Work to be completed: Lay out the rows below as a Markdown table with the columns Number and Text, giving each line its number and omitting blank lines. Begin at the line that contains "the air vent" and stop after the final row, including both of these.

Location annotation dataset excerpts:
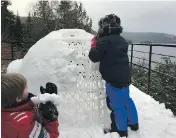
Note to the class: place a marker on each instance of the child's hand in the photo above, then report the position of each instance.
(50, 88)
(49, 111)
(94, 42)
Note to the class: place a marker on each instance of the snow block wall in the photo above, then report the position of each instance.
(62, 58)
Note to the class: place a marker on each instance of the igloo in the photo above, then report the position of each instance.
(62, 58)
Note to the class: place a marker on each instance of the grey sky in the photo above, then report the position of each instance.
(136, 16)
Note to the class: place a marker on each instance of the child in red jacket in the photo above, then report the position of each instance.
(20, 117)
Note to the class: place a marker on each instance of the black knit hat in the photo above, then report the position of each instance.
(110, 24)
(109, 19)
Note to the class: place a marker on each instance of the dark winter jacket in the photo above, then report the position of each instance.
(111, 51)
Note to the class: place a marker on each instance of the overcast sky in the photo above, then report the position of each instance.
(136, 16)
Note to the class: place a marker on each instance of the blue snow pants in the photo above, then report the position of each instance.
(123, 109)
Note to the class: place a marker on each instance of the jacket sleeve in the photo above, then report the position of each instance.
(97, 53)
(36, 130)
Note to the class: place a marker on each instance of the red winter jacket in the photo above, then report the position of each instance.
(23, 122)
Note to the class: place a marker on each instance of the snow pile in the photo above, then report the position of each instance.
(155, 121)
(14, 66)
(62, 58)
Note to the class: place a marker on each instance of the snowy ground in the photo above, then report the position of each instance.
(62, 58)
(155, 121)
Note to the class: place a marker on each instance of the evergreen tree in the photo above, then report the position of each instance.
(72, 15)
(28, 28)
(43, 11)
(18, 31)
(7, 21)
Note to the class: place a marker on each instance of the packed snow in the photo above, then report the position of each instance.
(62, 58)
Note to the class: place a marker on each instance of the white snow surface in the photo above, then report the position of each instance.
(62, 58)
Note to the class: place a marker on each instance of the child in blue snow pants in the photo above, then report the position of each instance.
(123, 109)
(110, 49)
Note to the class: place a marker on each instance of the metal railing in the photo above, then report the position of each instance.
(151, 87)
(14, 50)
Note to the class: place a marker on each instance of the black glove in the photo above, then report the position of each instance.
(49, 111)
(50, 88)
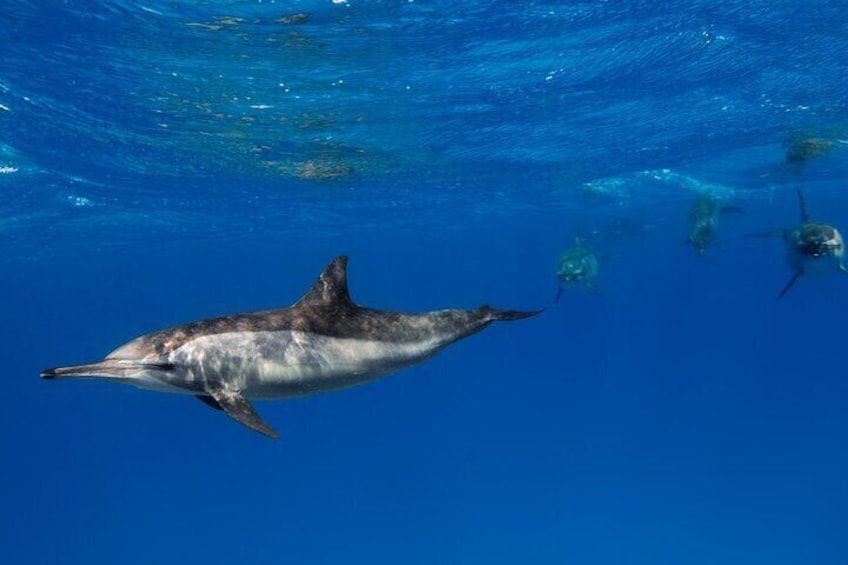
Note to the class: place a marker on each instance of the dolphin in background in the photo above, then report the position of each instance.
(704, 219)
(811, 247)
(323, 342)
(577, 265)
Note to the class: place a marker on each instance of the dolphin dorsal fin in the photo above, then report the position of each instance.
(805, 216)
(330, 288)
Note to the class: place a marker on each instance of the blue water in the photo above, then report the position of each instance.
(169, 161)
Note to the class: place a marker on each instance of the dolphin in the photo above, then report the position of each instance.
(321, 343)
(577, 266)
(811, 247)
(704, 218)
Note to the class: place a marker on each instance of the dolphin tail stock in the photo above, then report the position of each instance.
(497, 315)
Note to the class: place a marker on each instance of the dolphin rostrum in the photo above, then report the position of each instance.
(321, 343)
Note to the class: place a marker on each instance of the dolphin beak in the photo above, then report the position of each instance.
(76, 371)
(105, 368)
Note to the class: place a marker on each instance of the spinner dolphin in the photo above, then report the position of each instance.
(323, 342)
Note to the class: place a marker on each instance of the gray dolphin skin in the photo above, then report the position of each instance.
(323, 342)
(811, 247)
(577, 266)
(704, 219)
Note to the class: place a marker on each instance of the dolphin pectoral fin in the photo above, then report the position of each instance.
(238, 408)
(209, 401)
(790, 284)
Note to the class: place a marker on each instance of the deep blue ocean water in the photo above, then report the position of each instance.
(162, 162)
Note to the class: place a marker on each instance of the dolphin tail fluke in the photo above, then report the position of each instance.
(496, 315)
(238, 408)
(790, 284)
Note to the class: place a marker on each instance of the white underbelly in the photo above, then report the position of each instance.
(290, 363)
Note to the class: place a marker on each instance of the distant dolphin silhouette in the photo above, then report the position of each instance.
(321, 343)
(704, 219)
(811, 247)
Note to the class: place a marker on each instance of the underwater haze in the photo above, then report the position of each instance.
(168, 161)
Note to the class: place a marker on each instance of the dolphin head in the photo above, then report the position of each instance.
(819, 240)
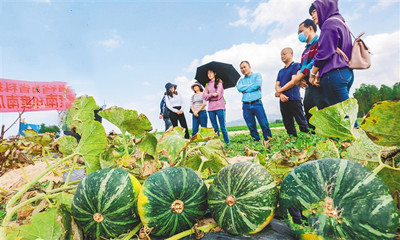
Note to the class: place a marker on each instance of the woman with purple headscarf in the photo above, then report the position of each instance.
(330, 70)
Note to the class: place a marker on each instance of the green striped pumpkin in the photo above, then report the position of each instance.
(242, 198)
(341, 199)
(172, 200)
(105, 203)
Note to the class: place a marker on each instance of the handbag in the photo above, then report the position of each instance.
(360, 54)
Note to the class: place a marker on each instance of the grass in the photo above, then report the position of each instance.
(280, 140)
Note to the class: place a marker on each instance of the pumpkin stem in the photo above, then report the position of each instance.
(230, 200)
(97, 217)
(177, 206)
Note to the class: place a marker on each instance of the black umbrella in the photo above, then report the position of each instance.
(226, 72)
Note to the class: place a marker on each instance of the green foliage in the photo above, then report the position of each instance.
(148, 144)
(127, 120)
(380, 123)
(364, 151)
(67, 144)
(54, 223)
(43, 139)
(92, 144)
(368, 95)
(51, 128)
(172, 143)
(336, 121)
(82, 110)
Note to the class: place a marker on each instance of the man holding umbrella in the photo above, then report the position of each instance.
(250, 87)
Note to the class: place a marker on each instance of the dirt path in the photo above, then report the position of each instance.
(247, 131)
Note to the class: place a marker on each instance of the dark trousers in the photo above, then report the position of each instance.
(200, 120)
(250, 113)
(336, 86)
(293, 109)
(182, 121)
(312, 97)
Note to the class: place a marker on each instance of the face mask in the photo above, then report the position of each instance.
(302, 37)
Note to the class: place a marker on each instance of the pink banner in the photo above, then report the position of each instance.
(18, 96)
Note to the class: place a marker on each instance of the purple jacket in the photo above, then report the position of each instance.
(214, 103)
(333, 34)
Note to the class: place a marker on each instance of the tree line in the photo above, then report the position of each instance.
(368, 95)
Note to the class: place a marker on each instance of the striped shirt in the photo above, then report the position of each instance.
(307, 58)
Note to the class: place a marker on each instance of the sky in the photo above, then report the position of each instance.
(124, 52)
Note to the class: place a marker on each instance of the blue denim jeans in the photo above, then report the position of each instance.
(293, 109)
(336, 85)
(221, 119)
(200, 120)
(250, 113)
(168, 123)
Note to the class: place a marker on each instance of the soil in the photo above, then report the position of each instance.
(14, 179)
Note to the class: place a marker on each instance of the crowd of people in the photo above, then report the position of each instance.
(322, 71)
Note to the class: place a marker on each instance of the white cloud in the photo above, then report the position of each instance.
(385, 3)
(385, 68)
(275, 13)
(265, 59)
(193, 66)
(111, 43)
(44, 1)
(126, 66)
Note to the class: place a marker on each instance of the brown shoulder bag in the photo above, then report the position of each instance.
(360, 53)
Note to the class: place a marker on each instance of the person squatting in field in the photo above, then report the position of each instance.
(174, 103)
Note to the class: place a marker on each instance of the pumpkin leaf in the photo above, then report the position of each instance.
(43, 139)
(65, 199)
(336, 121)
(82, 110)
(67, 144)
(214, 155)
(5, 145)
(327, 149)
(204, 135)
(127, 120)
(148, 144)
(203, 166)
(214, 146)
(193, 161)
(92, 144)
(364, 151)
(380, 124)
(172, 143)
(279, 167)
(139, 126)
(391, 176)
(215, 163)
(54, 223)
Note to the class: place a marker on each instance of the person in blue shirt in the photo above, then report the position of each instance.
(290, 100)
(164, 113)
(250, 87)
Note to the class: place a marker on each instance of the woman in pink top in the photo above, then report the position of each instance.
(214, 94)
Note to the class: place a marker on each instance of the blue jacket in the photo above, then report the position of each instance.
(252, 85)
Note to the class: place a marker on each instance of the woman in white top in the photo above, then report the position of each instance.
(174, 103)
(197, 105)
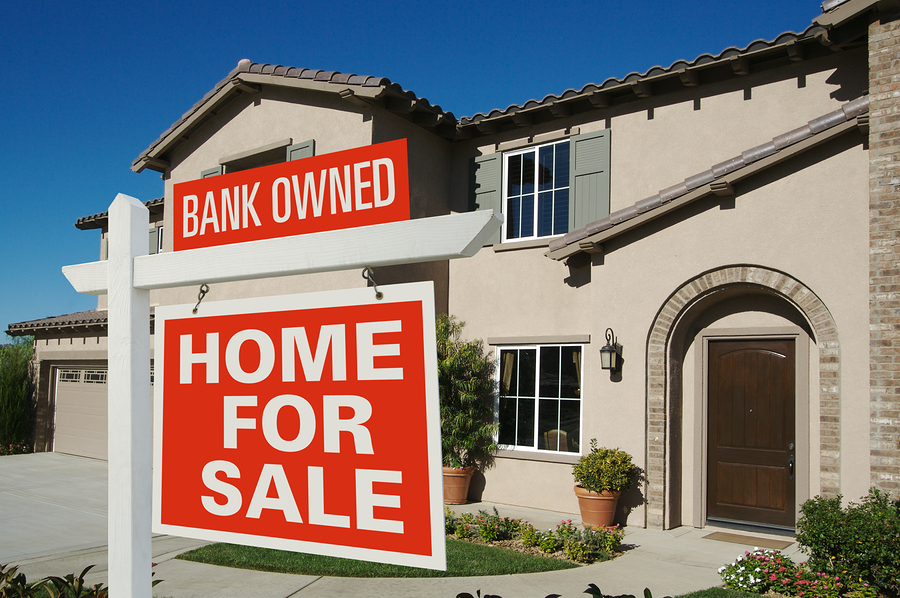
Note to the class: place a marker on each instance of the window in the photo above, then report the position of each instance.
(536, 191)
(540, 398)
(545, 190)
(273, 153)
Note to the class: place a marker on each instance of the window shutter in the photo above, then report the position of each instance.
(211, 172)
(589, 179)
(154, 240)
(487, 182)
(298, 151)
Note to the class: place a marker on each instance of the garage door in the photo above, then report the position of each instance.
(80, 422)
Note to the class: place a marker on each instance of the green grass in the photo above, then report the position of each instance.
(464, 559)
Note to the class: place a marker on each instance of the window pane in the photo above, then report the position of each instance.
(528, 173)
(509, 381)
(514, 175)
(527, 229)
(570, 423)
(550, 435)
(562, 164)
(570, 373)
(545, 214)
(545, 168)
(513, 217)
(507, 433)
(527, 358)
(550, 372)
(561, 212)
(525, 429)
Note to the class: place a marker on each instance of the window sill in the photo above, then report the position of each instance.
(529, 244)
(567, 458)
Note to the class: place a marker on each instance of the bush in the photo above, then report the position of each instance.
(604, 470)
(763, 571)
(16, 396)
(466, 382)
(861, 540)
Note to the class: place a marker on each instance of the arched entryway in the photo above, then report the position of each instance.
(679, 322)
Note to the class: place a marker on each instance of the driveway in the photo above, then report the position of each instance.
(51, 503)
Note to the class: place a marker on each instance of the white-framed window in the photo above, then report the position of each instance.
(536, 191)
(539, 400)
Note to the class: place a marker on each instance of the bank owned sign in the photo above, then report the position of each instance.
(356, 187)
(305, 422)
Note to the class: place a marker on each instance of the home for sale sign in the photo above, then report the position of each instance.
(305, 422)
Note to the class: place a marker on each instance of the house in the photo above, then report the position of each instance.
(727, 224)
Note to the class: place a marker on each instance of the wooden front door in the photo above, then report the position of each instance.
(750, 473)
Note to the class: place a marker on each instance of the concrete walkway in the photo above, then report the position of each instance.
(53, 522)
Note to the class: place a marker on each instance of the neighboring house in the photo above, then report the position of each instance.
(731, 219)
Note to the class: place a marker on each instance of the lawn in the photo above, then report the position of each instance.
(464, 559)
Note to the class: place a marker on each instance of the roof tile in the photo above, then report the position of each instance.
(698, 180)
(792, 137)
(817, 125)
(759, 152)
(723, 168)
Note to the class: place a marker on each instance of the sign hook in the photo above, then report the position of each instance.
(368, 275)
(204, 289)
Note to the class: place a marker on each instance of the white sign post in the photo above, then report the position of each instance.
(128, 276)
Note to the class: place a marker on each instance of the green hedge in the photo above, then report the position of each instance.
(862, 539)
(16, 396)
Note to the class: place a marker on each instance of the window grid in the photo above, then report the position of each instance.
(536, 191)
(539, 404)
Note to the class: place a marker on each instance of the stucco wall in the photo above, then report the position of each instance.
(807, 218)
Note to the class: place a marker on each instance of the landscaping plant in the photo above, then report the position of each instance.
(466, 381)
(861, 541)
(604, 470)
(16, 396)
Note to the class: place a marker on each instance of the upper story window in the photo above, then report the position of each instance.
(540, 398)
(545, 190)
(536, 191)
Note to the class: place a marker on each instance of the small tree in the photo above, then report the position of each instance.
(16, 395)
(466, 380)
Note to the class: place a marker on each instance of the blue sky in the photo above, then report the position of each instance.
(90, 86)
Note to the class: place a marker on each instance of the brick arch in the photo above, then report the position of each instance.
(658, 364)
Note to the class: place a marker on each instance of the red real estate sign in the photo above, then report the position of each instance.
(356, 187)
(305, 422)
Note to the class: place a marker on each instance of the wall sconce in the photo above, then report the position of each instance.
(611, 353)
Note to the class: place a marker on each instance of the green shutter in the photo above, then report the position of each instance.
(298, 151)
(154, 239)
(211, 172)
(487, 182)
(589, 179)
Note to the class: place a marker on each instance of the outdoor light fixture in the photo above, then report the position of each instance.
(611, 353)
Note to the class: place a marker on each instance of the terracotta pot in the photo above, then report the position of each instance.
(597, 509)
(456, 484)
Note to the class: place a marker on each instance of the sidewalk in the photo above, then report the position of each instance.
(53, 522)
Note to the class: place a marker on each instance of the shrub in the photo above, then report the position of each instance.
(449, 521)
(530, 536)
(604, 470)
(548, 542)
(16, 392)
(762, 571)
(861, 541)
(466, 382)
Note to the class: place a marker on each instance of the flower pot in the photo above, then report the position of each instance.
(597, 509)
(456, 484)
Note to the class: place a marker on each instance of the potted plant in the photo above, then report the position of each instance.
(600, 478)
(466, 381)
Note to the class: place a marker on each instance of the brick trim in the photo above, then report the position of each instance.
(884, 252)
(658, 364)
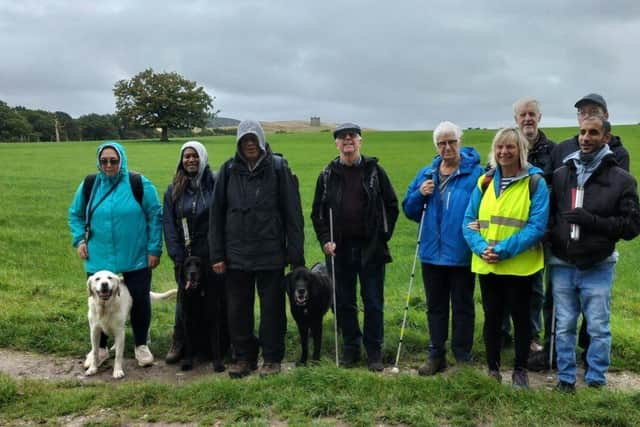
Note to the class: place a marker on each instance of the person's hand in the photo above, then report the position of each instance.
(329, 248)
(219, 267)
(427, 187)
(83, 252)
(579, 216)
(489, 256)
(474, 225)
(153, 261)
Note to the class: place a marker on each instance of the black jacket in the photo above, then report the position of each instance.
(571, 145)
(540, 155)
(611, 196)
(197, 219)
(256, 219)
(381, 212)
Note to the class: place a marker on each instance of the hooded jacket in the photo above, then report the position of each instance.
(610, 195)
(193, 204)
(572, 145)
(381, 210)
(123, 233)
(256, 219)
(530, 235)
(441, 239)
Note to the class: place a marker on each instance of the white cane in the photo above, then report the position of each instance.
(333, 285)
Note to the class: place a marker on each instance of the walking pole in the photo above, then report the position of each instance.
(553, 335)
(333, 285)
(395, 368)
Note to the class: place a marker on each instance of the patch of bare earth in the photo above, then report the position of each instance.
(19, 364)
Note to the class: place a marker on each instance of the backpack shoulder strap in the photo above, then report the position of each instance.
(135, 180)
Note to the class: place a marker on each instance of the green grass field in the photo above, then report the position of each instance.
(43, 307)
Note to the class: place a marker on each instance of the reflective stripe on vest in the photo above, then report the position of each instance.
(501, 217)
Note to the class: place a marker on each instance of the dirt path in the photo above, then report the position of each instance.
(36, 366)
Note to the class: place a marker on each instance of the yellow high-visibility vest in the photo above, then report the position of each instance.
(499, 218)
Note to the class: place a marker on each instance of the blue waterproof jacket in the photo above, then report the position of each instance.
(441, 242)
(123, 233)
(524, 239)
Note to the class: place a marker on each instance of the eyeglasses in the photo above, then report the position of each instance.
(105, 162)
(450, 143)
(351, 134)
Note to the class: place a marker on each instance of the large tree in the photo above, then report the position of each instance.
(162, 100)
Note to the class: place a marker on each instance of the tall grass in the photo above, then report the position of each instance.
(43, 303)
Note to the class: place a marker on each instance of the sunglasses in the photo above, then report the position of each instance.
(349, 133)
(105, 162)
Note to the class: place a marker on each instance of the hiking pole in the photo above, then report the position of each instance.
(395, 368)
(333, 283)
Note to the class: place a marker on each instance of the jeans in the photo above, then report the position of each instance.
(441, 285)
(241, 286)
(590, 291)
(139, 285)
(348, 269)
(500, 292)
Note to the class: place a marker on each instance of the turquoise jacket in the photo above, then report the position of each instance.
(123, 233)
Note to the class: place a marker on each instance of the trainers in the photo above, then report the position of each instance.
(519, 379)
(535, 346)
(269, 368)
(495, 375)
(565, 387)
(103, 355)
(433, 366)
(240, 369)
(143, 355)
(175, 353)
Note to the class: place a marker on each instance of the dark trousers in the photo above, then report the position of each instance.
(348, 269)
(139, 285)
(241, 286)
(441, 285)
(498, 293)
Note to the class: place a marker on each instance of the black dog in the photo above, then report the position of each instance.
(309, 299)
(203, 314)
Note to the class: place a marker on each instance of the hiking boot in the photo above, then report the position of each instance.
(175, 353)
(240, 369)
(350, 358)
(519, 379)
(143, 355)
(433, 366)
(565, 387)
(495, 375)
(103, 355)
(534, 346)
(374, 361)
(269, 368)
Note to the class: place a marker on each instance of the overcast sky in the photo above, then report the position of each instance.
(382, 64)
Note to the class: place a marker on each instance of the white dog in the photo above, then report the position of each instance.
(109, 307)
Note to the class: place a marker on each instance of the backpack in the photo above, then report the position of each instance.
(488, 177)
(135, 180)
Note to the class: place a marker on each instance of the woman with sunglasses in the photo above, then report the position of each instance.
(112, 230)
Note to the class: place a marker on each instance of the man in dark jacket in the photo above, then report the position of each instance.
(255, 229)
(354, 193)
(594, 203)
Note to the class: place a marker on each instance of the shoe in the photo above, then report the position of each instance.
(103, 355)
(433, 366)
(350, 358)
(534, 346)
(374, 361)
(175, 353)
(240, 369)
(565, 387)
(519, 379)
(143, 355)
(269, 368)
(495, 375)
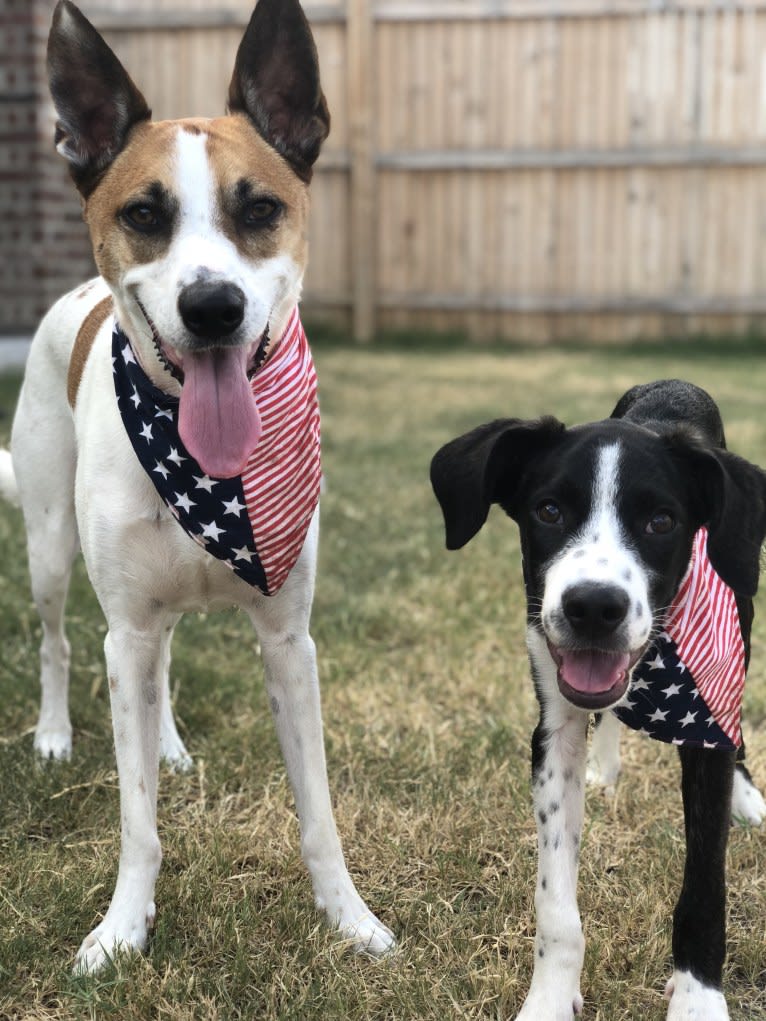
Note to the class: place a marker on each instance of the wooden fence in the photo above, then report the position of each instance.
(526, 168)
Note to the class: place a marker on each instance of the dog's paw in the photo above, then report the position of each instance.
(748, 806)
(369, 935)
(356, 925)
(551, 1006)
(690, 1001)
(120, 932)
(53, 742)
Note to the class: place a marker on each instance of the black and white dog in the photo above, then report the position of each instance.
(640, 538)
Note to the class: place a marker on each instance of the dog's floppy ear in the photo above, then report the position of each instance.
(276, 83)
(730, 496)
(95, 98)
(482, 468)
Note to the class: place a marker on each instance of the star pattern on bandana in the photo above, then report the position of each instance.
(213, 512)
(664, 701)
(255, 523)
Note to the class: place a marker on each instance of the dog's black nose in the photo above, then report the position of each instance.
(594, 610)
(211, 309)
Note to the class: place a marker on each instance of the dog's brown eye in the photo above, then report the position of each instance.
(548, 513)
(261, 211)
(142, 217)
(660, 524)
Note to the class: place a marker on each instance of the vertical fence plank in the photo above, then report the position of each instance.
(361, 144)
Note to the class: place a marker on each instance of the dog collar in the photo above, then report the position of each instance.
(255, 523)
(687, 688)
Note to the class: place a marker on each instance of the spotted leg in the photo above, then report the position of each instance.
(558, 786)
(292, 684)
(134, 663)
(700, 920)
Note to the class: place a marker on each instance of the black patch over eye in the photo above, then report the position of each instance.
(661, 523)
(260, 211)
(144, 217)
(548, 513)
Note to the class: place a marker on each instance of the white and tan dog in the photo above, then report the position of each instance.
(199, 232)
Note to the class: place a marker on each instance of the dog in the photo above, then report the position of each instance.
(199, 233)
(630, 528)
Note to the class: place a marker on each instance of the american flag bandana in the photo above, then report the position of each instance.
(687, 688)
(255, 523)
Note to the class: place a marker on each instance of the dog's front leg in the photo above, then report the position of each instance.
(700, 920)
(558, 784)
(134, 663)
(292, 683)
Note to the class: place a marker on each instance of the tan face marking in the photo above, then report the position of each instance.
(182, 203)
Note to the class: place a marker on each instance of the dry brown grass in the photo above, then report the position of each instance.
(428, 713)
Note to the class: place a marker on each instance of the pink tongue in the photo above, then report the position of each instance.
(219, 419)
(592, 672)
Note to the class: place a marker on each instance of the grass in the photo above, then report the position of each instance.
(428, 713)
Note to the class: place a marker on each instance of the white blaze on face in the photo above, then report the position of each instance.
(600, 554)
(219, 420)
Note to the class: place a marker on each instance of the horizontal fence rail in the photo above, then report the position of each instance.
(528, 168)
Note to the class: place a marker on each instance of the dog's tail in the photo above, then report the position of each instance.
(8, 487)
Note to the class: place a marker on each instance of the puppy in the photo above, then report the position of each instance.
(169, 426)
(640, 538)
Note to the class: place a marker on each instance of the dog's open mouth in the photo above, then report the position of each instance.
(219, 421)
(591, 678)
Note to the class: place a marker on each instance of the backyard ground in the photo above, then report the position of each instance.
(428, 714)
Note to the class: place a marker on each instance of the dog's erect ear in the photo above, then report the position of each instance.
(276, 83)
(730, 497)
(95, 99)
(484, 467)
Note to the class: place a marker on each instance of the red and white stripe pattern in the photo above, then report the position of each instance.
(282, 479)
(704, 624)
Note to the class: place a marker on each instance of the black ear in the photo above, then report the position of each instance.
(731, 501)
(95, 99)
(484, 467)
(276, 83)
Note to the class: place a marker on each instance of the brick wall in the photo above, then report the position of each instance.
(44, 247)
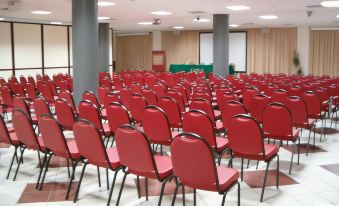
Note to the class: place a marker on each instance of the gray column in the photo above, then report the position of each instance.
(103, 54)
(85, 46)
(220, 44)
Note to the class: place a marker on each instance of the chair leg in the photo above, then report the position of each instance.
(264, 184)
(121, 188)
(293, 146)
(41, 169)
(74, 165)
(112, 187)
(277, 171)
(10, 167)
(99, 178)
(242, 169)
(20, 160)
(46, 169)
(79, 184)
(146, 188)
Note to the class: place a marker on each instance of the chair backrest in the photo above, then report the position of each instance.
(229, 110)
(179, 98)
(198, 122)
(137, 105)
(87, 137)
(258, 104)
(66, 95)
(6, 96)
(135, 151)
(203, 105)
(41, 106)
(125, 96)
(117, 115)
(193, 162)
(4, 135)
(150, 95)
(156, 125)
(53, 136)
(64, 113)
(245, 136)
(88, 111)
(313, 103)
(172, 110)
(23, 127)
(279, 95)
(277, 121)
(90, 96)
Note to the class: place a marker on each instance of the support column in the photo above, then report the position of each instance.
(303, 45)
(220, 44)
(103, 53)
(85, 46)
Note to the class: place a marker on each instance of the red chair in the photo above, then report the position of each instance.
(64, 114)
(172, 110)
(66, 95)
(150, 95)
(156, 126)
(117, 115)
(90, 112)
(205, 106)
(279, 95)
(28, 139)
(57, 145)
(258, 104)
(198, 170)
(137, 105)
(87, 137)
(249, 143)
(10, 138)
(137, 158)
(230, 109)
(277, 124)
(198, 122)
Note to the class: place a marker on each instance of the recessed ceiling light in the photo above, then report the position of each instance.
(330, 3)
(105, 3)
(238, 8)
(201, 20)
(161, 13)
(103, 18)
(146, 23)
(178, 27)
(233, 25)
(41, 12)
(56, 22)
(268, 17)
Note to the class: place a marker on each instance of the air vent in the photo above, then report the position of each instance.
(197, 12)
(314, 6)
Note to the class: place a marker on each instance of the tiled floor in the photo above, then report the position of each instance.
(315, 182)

Reply to the task:
| Number | Text |
|---|---|
| 1 | Note to the class: place a marker on each instance of the air vent in the photo above, then report the position of each instance. |
| 2 | (197, 12) |
| 3 | (314, 6) |
| 4 | Note to the class: place a marker on each instance of the tiled floor in the photo above, then report the position of each instance. |
| 5 | (315, 182) |